━━━ SOURCE MATERIAL
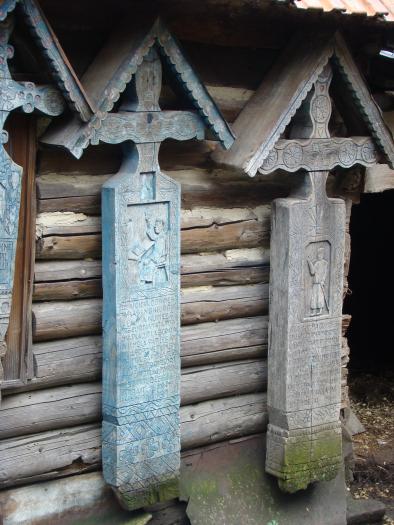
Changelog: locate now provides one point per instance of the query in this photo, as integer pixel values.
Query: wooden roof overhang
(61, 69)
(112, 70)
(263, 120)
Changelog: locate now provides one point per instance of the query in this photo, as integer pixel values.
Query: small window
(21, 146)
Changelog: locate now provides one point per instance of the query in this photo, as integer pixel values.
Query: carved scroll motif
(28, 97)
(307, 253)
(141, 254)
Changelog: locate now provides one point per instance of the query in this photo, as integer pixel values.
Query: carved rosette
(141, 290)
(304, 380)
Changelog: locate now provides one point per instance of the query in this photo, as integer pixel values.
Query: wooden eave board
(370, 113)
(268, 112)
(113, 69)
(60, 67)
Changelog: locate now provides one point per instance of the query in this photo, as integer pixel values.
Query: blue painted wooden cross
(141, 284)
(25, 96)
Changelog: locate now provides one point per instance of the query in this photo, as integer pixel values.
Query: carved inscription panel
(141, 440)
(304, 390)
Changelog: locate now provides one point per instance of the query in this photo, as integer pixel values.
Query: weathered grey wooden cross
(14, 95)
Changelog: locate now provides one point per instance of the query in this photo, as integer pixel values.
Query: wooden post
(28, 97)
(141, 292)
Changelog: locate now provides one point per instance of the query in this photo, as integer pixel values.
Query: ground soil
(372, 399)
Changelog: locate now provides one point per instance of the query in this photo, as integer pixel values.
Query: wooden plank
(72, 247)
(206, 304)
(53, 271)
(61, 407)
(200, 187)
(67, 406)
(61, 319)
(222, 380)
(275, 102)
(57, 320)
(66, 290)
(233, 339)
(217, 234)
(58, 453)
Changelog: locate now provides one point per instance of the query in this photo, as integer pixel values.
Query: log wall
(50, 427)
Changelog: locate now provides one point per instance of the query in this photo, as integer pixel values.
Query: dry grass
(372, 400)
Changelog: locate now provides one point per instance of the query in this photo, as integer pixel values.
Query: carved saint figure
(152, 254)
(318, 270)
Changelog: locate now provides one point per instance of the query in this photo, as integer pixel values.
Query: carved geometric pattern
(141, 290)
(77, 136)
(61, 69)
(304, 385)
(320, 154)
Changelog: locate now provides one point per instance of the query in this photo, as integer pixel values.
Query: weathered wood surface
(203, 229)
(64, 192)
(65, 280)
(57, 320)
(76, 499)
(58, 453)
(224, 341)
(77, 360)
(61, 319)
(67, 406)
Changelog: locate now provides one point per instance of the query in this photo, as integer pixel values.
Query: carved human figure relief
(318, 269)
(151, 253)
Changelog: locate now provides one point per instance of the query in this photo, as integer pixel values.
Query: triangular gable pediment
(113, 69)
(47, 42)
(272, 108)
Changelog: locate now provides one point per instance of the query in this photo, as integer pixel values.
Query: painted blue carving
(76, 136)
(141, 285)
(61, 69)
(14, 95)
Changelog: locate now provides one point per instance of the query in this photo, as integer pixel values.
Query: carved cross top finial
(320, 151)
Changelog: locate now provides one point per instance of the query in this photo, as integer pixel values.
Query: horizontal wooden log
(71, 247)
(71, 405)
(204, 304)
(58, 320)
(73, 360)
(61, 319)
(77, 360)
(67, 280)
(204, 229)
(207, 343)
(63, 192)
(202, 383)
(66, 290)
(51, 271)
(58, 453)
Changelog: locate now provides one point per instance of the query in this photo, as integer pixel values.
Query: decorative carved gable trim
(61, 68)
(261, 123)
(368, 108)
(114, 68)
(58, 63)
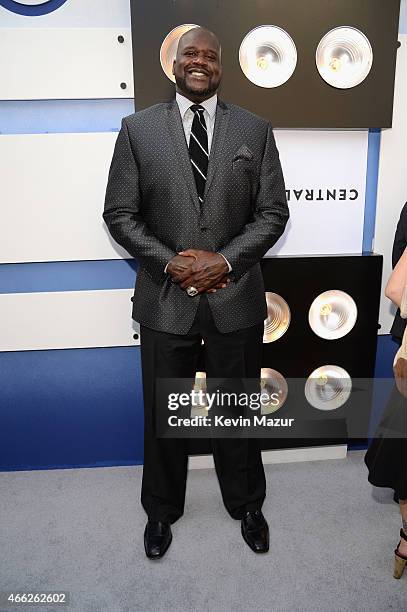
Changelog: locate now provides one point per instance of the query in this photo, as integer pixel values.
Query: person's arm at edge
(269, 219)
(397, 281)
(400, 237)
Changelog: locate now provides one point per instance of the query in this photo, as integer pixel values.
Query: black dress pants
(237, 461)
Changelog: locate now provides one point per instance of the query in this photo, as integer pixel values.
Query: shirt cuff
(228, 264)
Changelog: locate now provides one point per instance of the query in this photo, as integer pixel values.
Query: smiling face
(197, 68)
━━━━━━
# EXERCISE TASK
Without the pictures, extract every entry verbatim.

# ANSWER TO THIS TASK
Changelog: locate now provides one point per instance of the query in this photo, as integer pixel values.
Query: wooden roof overhang
(61, 69)
(112, 70)
(263, 120)
Changelog: locate now provides one point per instance of the query in this photo, as integer pixel values.
Query: small window
(21, 146)
Changelog: locate now provides one point per instance of the query in this photo, as integer pixel values.
Query: carved scroll motif
(28, 97)
(307, 253)
(141, 254)
Changelog: locate now provides one point per instance of the query in this photo, as integer pixel values.
Query: carved rosette
(141, 290)
(304, 380)
Changelog: locate now provides one point per instance of the query in this photo, as integer pixel values.
Query: wooden eave board
(370, 113)
(268, 112)
(113, 69)
(60, 67)
Changelog: locate now provides one point per instance of the query in this photo, as integer pixel values.
Query: blue painted wooden cross
(141, 284)
(25, 96)
Changelog: locate now provides one point per instance of the query in this photo, as integer pixel values.
Query: carved inscription panel
(141, 440)
(304, 390)
Changelog: locate now provides one point per instance of the query in this photo, as integer pixel values.
Query: weathered grey wooden cross
(14, 95)
Changelog: locate now provides one point per instance of the query in this photo, as integer pixel values.
Query: wooden post
(28, 97)
(141, 292)
Changelog: locate now provides one point per instance of the query in this photo, as integer pixel values.
Query: ground soil
(372, 399)
Changelog: locate now provides one point per instance of the query in this photo, as integer pixel values.
Query: wooden plank
(72, 247)
(206, 304)
(53, 271)
(61, 407)
(200, 187)
(67, 406)
(61, 319)
(222, 380)
(275, 102)
(57, 320)
(66, 290)
(233, 339)
(217, 234)
(58, 453)
Changelog: locate now provides one point per instance of the query in this photo, as integer pixel values.
Query: log wall
(50, 427)
Changelog: locate now provides one point per instance of the query in this photo, as integer pixel values.
Query: dry grass
(372, 400)
Changelog: locate now provides one point per instance of the query in this photo, as integer pixel values.
Query: carved saint figure
(152, 254)
(318, 270)
Changelog: locate now provides one point per instance of the query in this photo, as integer pixel values.
Query: carved geometric pattern
(141, 290)
(77, 136)
(61, 69)
(304, 385)
(320, 154)
Changelog: locate now provides one point per instance of the query in this photo, as integer pixel values.
Query: weathered wood surface
(203, 229)
(64, 192)
(65, 280)
(57, 320)
(76, 499)
(58, 453)
(224, 341)
(77, 360)
(61, 319)
(67, 406)
Changelog: locate now provides one point per instance of the query in this photo, as integer pixel values.
Query: carved human figure relief
(318, 269)
(151, 253)
Changelog: locate now provides one point per instance of the query in this photo, as integer pixel values.
Query: triangular gable pediment
(113, 69)
(47, 42)
(272, 108)
Changelog: locate now provides one point per instance of the query in this photo, as integer pixel values.
Query: painted blue carving
(76, 136)
(141, 285)
(61, 69)
(14, 95)
Changelog: locate now provides one point per instance of the query in this photo, as integer pixel values.
Query: carved cross top finial
(320, 151)
Changelog: locate now provides one point per instance of the query in this photo, as integer pixel values.
Query: horizontal wooden log
(71, 247)
(71, 405)
(204, 304)
(58, 320)
(73, 360)
(61, 319)
(77, 360)
(67, 280)
(204, 229)
(207, 343)
(63, 192)
(202, 383)
(66, 290)
(51, 271)
(58, 453)
Changelog: locate now provides one point per instance of the query in this photo, as integer pixel values.
Query: decorative carved gable trim
(61, 68)
(261, 123)
(368, 108)
(114, 68)
(58, 63)
Changelog: locate now provides one point per instance of the query in this photo, as integer pixel values.
Query: person's arm at edge
(269, 219)
(397, 281)
(400, 237)
Changelog: locate now provides one point per instance of the query in this photo, as integer pixel values.
Query: black dress pants
(237, 461)
Changelog: locate now provides one point per instance of the query in this photo, as integer pixel values.
Query: shirt cuff
(228, 264)
Changelog: locate now provides one point per instance of the query in this photo, as integer pixel values.
Query: smiling face
(197, 68)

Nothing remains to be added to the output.